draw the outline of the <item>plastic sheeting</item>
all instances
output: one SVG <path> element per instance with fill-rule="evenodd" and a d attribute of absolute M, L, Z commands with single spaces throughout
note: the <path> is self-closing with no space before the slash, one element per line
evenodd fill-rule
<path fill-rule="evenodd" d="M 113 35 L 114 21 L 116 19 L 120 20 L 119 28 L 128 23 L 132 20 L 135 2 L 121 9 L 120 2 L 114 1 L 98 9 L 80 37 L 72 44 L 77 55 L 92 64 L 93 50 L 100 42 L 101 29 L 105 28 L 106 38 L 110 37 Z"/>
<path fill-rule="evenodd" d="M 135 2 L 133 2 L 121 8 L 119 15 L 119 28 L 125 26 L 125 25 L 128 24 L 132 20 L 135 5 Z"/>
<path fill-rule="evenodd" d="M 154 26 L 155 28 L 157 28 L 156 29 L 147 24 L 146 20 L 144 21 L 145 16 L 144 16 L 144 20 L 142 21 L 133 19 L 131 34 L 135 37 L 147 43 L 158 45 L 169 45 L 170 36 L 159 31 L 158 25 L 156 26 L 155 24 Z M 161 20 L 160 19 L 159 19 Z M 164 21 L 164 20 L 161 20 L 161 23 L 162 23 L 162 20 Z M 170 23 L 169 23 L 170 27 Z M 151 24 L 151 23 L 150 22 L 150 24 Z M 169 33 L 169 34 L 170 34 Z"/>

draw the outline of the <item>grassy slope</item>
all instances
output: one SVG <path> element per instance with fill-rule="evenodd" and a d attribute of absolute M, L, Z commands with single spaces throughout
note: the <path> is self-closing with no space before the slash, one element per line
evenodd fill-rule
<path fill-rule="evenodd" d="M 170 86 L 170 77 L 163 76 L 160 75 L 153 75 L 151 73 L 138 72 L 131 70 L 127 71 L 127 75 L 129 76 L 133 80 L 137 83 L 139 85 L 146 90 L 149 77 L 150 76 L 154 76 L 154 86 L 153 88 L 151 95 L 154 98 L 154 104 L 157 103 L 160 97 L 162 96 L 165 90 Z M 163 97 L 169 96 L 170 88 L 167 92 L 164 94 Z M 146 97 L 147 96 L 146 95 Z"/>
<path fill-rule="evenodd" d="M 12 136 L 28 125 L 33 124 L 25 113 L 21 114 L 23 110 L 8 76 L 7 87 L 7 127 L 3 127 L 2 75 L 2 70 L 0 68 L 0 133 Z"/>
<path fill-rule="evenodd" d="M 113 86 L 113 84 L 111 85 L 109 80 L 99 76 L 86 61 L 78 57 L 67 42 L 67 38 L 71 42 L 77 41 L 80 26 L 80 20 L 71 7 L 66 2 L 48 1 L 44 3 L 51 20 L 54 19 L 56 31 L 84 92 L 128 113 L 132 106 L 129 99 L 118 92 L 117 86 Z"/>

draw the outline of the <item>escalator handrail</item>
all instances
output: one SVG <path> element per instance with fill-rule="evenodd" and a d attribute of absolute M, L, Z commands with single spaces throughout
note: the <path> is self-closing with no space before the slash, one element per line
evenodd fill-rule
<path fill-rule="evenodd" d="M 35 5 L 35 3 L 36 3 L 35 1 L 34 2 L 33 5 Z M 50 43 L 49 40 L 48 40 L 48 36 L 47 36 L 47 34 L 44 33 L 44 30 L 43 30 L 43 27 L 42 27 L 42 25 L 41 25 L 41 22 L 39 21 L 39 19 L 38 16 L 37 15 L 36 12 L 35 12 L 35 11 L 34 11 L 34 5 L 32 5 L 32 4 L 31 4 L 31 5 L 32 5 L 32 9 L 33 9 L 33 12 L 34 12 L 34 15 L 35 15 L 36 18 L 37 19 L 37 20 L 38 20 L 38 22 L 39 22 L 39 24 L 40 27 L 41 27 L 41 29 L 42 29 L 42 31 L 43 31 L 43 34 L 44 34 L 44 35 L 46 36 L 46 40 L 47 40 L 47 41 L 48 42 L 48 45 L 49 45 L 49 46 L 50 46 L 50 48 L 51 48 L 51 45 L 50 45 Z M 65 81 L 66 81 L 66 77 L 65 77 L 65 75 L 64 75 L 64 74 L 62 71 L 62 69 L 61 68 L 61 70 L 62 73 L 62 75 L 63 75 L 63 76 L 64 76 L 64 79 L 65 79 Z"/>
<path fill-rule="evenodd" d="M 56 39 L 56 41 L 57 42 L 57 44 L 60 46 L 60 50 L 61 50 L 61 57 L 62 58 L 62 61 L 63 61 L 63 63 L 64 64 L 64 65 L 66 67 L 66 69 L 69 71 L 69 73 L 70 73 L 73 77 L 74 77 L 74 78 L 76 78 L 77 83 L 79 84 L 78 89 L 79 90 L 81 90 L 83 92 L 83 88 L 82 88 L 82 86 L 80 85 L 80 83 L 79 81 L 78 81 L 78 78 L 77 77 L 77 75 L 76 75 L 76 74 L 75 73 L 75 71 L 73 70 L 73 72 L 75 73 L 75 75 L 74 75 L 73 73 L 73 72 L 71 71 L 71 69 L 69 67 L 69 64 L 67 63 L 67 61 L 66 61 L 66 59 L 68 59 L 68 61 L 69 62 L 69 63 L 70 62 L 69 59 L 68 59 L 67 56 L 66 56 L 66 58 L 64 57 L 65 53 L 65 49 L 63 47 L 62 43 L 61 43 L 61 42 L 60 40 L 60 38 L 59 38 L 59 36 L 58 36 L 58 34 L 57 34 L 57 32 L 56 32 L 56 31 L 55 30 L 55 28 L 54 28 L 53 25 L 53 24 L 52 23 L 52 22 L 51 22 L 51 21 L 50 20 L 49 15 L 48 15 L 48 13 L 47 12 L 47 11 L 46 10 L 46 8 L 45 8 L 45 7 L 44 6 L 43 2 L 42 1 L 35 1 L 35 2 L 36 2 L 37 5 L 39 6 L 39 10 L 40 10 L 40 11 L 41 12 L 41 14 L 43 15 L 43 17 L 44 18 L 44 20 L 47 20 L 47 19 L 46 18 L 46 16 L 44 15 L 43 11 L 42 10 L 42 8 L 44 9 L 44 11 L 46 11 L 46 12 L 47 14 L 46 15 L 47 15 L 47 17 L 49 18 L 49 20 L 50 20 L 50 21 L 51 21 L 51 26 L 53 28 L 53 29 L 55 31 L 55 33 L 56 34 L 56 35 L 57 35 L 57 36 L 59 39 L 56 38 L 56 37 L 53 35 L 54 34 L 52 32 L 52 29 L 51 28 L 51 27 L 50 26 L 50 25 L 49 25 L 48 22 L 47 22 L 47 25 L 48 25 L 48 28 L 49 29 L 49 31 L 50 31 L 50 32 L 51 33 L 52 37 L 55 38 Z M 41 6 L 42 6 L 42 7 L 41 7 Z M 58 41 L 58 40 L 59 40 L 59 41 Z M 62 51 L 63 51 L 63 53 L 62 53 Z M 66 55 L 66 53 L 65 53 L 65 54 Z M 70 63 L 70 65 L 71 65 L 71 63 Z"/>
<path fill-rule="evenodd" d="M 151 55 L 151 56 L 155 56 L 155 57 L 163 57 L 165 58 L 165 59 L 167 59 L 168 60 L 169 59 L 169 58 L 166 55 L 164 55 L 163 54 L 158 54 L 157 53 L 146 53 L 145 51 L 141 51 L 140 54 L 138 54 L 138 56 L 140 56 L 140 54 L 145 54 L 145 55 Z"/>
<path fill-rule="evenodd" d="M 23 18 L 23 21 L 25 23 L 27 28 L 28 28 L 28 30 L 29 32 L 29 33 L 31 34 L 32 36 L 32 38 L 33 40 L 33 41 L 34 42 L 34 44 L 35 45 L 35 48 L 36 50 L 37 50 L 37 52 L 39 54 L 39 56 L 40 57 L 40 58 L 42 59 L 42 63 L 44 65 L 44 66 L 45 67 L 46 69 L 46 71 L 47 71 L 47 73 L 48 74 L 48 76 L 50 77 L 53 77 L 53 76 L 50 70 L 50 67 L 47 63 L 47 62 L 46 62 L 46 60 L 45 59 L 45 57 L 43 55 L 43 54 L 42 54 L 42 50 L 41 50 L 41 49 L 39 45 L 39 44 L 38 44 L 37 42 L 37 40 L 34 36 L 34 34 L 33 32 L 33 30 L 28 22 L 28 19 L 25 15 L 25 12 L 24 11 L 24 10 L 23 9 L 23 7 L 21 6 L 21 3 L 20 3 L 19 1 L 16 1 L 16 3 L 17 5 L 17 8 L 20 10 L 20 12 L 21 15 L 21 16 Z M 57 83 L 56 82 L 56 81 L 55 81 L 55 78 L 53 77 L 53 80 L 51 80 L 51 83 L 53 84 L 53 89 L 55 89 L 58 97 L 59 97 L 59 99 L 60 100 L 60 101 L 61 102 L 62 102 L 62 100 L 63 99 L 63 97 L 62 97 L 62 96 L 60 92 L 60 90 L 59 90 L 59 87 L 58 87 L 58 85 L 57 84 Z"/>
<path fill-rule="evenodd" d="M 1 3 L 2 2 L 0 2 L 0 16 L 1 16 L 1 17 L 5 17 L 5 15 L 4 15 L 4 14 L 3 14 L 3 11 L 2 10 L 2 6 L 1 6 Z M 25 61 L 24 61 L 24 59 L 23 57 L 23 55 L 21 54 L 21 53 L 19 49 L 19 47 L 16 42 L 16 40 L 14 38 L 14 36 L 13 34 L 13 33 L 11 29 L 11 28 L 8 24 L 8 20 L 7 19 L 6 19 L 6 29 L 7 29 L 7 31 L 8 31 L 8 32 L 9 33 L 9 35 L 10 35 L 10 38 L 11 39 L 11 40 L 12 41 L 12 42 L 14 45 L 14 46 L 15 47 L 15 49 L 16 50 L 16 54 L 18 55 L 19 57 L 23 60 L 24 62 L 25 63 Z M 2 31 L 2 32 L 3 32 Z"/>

■ **What needs to be done**
Return every line of the entries from the first one through the line containing "154 26 L 155", inclusive, reproducing each line verbatim.

■ **Expected answer**
draw the outline of the <item>plastic sheeting</item>
all instances
output: one SVG <path> element per instance with fill-rule="evenodd" and a d attribute of absolute M, L, Z commands with single spaces throughout
note: the <path> is self-closing with no space before the slash, one element per line
evenodd fill-rule
<path fill-rule="evenodd" d="M 113 35 L 114 21 L 116 19 L 120 20 L 119 28 L 128 23 L 132 20 L 135 2 L 121 9 L 120 2 L 114 1 L 98 9 L 80 37 L 72 44 L 77 55 L 92 64 L 93 50 L 100 42 L 101 29 L 105 28 L 106 38 L 110 37 Z"/>
<path fill-rule="evenodd" d="M 135 2 L 133 2 L 121 8 L 119 15 L 119 28 L 125 26 L 125 25 L 128 24 L 132 20 L 135 5 Z"/>
<path fill-rule="evenodd" d="M 154 26 L 155 28 L 157 28 L 156 29 L 147 24 L 146 20 L 144 21 L 145 16 L 144 16 L 144 20 L 142 21 L 133 19 L 131 34 L 135 37 L 147 43 L 158 45 L 169 45 L 170 36 L 159 31 L 158 25 L 156 26 L 155 24 Z M 161 20 L 160 19 L 159 19 Z M 164 21 L 164 20 L 161 20 L 161 23 L 162 23 L 162 20 Z M 170 23 L 169 23 L 170 27 Z M 151 24 L 151 23 L 150 22 L 150 24 Z M 169 33 L 169 34 L 170 34 Z"/>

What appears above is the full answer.